## START Stored rows

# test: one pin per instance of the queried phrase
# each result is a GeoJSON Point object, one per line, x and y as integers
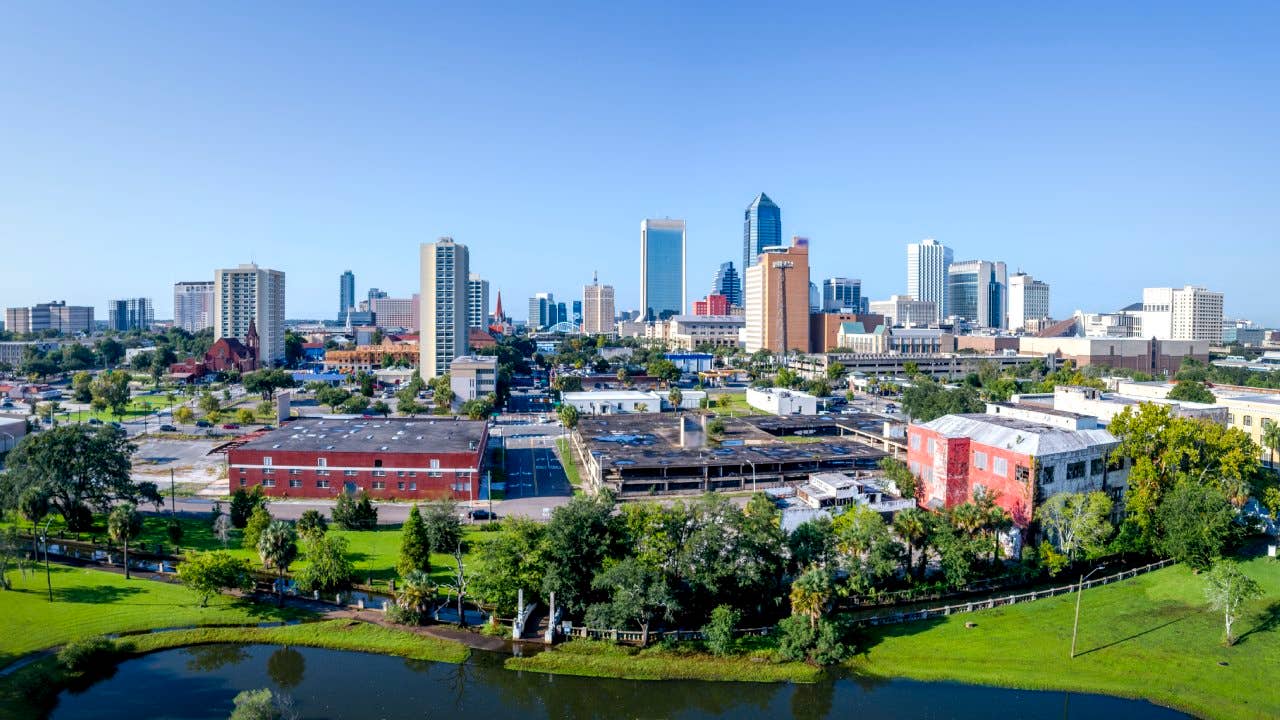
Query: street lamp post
{"type": "Point", "coordinates": [1079, 592]}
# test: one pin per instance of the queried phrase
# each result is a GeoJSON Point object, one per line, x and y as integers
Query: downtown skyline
{"type": "Point", "coordinates": [315, 160]}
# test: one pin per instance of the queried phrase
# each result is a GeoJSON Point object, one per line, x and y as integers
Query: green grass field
{"type": "Point", "coordinates": [598, 659]}
{"type": "Point", "coordinates": [90, 602]}
{"type": "Point", "coordinates": [1152, 637]}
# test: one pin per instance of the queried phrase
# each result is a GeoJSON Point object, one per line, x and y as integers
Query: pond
{"type": "Point", "coordinates": [199, 683]}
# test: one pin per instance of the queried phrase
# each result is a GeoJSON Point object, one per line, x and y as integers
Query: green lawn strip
{"type": "Point", "coordinates": [94, 602]}
{"type": "Point", "coordinates": [598, 659]}
{"type": "Point", "coordinates": [568, 460]}
{"type": "Point", "coordinates": [1152, 637]}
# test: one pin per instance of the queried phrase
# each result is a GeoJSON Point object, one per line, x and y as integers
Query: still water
{"type": "Point", "coordinates": [199, 683]}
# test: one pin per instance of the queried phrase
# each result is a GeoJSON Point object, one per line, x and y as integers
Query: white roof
{"type": "Point", "coordinates": [1019, 436]}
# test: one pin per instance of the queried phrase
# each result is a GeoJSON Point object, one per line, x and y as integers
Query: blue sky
{"type": "Point", "coordinates": [1098, 146]}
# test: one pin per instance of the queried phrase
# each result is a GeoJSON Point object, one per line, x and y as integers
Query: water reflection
{"type": "Point", "coordinates": [200, 683]}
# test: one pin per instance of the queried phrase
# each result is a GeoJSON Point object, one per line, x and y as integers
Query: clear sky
{"type": "Point", "coordinates": [1100, 146]}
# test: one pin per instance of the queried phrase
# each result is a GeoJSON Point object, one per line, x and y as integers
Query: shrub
{"type": "Point", "coordinates": [720, 630]}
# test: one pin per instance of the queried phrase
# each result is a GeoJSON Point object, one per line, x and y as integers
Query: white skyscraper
{"type": "Point", "coordinates": [193, 305]}
{"type": "Point", "coordinates": [1028, 300]}
{"type": "Point", "coordinates": [444, 272]}
{"type": "Point", "coordinates": [927, 264]}
{"type": "Point", "coordinates": [251, 295]}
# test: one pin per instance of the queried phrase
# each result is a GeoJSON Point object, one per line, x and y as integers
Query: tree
{"type": "Point", "coordinates": [355, 514]}
{"type": "Point", "coordinates": [328, 566]}
{"type": "Point", "coordinates": [415, 546]}
{"type": "Point", "coordinates": [512, 560]}
{"type": "Point", "coordinates": [636, 593]}
{"type": "Point", "coordinates": [278, 547]}
{"type": "Point", "coordinates": [257, 522]}
{"type": "Point", "coordinates": [568, 415]}
{"type": "Point", "coordinates": [1077, 523]}
{"type": "Point", "coordinates": [124, 524]}
{"type": "Point", "coordinates": [80, 466]}
{"type": "Point", "coordinates": [1192, 391]}
{"type": "Point", "coordinates": [209, 573]}
{"type": "Point", "coordinates": [110, 391]}
{"type": "Point", "coordinates": [1193, 524]}
{"type": "Point", "coordinates": [718, 633]}
{"type": "Point", "coordinates": [311, 523]}
{"type": "Point", "coordinates": [1228, 588]}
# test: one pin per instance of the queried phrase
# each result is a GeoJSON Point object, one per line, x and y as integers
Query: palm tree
{"type": "Point", "coordinates": [913, 527]}
{"type": "Point", "coordinates": [1271, 438]}
{"type": "Point", "coordinates": [124, 524]}
{"type": "Point", "coordinates": [810, 593]}
{"type": "Point", "coordinates": [278, 547]}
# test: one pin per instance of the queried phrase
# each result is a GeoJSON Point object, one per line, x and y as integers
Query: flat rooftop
{"type": "Point", "coordinates": [373, 434]}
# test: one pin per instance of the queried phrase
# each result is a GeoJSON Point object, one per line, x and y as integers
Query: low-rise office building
{"type": "Point", "coordinates": [389, 459]}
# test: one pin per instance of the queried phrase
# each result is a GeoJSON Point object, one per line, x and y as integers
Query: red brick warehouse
{"type": "Point", "coordinates": [391, 459]}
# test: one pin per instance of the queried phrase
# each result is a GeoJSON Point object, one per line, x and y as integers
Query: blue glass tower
{"type": "Point", "coordinates": [762, 227]}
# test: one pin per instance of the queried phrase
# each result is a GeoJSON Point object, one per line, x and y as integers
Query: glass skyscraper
{"type": "Point", "coordinates": [762, 227]}
{"type": "Point", "coordinates": [662, 268]}
{"type": "Point", "coordinates": [728, 283]}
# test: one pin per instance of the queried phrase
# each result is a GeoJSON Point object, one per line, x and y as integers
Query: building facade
{"type": "Point", "coordinates": [841, 295]}
{"type": "Point", "coordinates": [250, 295]}
{"type": "Point", "coordinates": [443, 310]}
{"type": "Point", "coordinates": [927, 263]}
{"type": "Point", "coordinates": [978, 292]}
{"type": "Point", "coordinates": [389, 459]}
{"type": "Point", "coordinates": [598, 309]}
{"type": "Point", "coordinates": [772, 313]}
{"type": "Point", "coordinates": [478, 301]}
{"type": "Point", "coordinates": [728, 283]}
{"type": "Point", "coordinates": [1028, 300]}
{"type": "Point", "coordinates": [762, 227]}
{"type": "Point", "coordinates": [662, 268]}
{"type": "Point", "coordinates": [906, 311]}
{"type": "Point", "coordinates": [193, 305]}
{"type": "Point", "coordinates": [131, 314]}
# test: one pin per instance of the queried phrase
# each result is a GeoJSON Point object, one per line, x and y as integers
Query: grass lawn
{"type": "Point", "coordinates": [90, 602]}
{"type": "Point", "coordinates": [598, 659]}
{"type": "Point", "coordinates": [1152, 637]}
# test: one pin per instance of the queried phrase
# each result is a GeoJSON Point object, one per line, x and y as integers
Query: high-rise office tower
{"type": "Point", "coordinates": [1028, 300]}
{"type": "Point", "coordinates": [443, 311]}
{"type": "Point", "coordinates": [841, 295]}
{"type": "Point", "coordinates": [346, 295]}
{"type": "Point", "coordinates": [250, 295]}
{"type": "Point", "coordinates": [978, 292]}
{"type": "Point", "coordinates": [728, 283]}
{"type": "Point", "coordinates": [193, 305]}
{"type": "Point", "coordinates": [598, 308]}
{"type": "Point", "coordinates": [662, 268]}
{"type": "Point", "coordinates": [769, 308]}
{"type": "Point", "coordinates": [478, 301]}
{"type": "Point", "coordinates": [762, 227]}
{"type": "Point", "coordinates": [131, 314]}
{"type": "Point", "coordinates": [927, 264]}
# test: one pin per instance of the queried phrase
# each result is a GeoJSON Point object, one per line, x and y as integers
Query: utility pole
{"type": "Point", "coordinates": [782, 267]}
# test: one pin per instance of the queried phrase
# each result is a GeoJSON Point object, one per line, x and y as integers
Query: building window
{"type": "Point", "coordinates": [1000, 466]}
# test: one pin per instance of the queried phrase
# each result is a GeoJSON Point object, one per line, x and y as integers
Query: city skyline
{"type": "Point", "coordinates": [1015, 150]}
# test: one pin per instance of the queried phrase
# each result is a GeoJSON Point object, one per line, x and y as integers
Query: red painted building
{"type": "Point", "coordinates": [1020, 455]}
{"type": "Point", "coordinates": [391, 459]}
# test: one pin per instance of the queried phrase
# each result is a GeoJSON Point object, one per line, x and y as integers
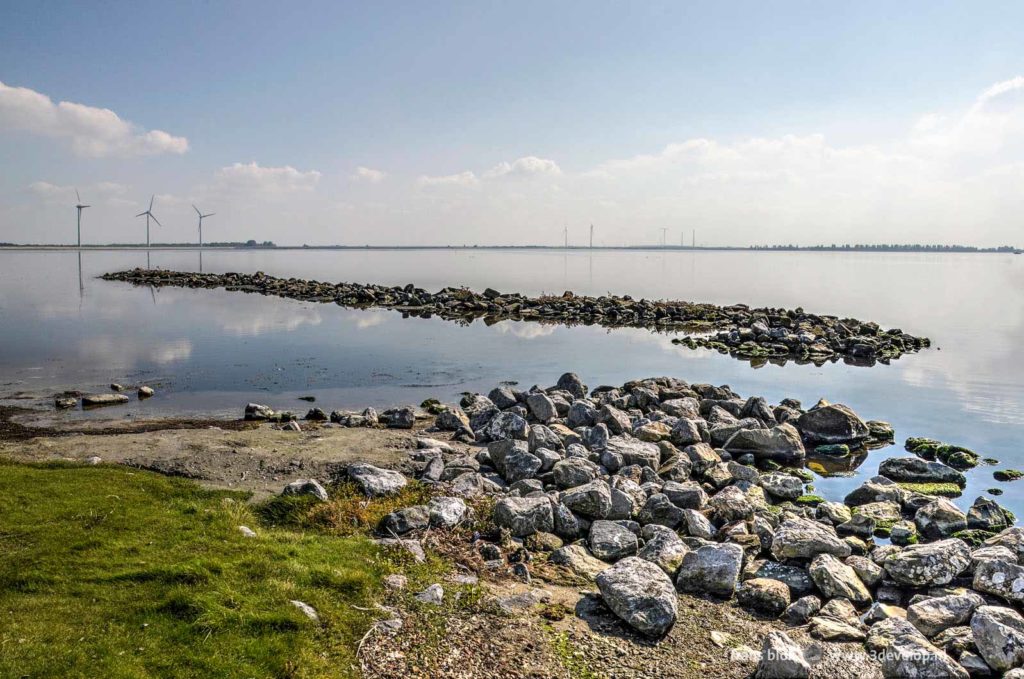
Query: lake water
{"type": "Point", "coordinates": [212, 351]}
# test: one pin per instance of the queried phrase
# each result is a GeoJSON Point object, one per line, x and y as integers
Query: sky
{"type": "Point", "coordinates": [502, 123]}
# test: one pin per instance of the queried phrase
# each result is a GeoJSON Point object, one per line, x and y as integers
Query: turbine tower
{"type": "Point", "coordinates": [147, 214]}
{"type": "Point", "coordinates": [201, 218]}
{"type": "Point", "coordinates": [80, 207]}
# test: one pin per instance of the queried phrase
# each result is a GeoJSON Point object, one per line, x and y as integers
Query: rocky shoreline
{"type": "Point", "coordinates": [752, 334]}
{"type": "Point", "coordinates": [660, 486]}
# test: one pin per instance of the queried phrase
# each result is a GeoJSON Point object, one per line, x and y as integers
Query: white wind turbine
{"type": "Point", "coordinates": [80, 207]}
{"type": "Point", "coordinates": [147, 214]}
{"type": "Point", "coordinates": [201, 218]}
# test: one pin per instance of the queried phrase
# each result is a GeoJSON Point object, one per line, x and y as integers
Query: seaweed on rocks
{"type": "Point", "coordinates": [757, 335]}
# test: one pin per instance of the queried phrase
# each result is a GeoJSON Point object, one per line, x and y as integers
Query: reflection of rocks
{"type": "Point", "coordinates": [752, 334]}
{"type": "Point", "coordinates": [100, 399]}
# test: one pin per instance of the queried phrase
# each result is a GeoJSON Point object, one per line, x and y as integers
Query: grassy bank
{"type": "Point", "coordinates": [105, 571]}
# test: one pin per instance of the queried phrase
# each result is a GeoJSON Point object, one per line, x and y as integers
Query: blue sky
{"type": "Point", "coordinates": [636, 116]}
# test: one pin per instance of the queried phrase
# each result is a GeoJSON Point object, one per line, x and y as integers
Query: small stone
{"type": "Point", "coordinates": [781, 659]}
{"type": "Point", "coordinates": [641, 595]}
{"type": "Point", "coordinates": [432, 595]}
{"type": "Point", "coordinates": [306, 609]}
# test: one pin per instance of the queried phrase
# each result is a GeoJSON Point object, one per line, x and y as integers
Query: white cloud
{"type": "Point", "coordinates": [102, 191]}
{"type": "Point", "coordinates": [91, 132]}
{"type": "Point", "coordinates": [528, 166]}
{"type": "Point", "coordinates": [253, 177]}
{"type": "Point", "coordinates": [461, 179]}
{"type": "Point", "coordinates": [369, 174]}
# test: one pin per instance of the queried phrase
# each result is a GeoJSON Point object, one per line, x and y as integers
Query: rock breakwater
{"type": "Point", "coordinates": [658, 486]}
{"type": "Point", "coordinates": [753, 334]}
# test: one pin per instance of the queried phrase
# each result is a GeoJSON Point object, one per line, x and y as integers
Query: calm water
{"type": "Point", "coordinates": [213, 350]}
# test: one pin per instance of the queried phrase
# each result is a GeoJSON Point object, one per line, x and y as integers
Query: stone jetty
{"type": "Point", "coordinates": [658, 486]}
{"type": "Point", "coordinates": [754, 334]}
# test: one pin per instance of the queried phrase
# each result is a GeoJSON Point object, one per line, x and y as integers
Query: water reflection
{"type": "Point", "coordinates": [215, 350]}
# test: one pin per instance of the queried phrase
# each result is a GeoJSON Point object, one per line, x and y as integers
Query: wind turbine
{"type": "Point", "coordinates": [201, 218]}
{"type": "Point", "coordinates": [147, 214]}
{"type": "Point", "coordinates": [80, 207]}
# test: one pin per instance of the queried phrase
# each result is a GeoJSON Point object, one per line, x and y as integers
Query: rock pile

## END Stored rows

### Exercise
Which lines of the listing above contain the word "lawn"? List each of them.

### Exercise solution
Query: green lawn strip
Query: grass lawn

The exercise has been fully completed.